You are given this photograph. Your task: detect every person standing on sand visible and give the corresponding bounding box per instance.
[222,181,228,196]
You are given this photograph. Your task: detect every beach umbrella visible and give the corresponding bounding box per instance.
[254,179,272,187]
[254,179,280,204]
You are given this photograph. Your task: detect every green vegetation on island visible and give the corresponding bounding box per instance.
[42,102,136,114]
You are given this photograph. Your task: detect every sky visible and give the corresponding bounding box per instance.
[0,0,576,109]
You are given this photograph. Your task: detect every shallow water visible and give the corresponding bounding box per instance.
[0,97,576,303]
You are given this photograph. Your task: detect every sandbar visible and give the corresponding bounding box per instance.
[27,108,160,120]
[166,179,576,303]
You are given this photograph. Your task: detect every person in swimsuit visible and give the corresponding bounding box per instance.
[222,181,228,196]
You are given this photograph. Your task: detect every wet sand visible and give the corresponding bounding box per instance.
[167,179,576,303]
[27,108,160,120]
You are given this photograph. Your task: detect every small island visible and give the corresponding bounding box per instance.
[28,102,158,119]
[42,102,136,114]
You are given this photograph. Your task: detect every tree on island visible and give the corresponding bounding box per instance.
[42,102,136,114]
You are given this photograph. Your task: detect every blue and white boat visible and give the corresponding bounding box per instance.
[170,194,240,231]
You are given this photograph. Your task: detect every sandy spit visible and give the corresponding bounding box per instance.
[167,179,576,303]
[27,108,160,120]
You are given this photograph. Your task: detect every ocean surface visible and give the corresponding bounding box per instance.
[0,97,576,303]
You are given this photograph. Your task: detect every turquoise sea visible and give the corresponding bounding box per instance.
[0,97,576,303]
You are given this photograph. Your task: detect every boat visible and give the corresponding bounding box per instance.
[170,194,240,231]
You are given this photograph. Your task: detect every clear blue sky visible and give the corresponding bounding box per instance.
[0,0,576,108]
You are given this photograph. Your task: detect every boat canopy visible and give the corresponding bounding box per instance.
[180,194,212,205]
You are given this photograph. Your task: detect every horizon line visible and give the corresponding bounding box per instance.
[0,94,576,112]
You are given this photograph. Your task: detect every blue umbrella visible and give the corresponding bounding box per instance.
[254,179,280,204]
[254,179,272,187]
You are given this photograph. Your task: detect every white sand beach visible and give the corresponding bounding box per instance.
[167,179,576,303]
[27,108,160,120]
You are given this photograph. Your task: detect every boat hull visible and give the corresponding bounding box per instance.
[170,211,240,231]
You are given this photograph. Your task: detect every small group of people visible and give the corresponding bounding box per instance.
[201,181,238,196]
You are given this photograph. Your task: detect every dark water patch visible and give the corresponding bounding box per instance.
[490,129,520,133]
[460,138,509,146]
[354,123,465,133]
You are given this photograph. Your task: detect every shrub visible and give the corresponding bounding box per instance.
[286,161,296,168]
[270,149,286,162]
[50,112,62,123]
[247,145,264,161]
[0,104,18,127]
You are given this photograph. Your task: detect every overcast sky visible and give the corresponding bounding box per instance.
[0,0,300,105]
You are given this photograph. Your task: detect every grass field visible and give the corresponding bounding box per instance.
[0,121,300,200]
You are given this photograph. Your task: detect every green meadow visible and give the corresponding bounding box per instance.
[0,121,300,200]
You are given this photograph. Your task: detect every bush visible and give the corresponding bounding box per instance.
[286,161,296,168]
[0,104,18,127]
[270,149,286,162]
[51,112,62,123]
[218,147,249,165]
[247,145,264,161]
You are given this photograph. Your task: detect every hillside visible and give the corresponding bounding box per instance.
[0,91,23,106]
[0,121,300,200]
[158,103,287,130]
* * * *
=== GIVEN REQUEST ===
Starting at the row that contains "You are given this photograph. Your task: detect every sandy" and ending after the row that contains "[170,211,240,231]", reproduce those rows with "turquoise sea" swapped for "aquamarine sea" and nothing else altered.

=== REPLY ===
You are given this photograph. Your task: detect every sandy spit visible and give the corresponding bounding box per instance.
[167,179,576,303]
[27,108,160,120]
You are given this photograph. Your task: detect every ocean surface visible and give the corresponding bounding box per instance.
[0,97,576,303]
You are given this photograph. Your task: detect every aquamarine sea visible and give the corresponding bounding box per instance.
[0,97,576,303]
You are given this photograph. Your task: detect every boat visible and give the corresponding bounding box per instance.
[170,194,240,231]
You are given this photograph. Your task: detect every clear blue sky visible and give the corresponding bounding box per instance.
[0,0,576,108]
You are given this photograph. Your task: detect every boat canopy visible and give the corresponding bounding box per instance.
[180,194,212,205]
You are given this photograph. Your task: detect every horizon line visible and give the corresponding bounding box per instance.
[0,94,576,112]
You are given this photograph. Your task: detect every blue umbrella visible and give the corresponding bounding box per instance.
[254,179,280,204]
[254,179,272,187]
You are given this photograph. Your task: detect every white sand beach visible and give the corresponding bounding box per instance.
[167,179,576,303]
[27,108,160,120]
You are given this photograph. Your task: detect every boat hull visible and give the corresponding bounding box per instance.
[170,211,240,231]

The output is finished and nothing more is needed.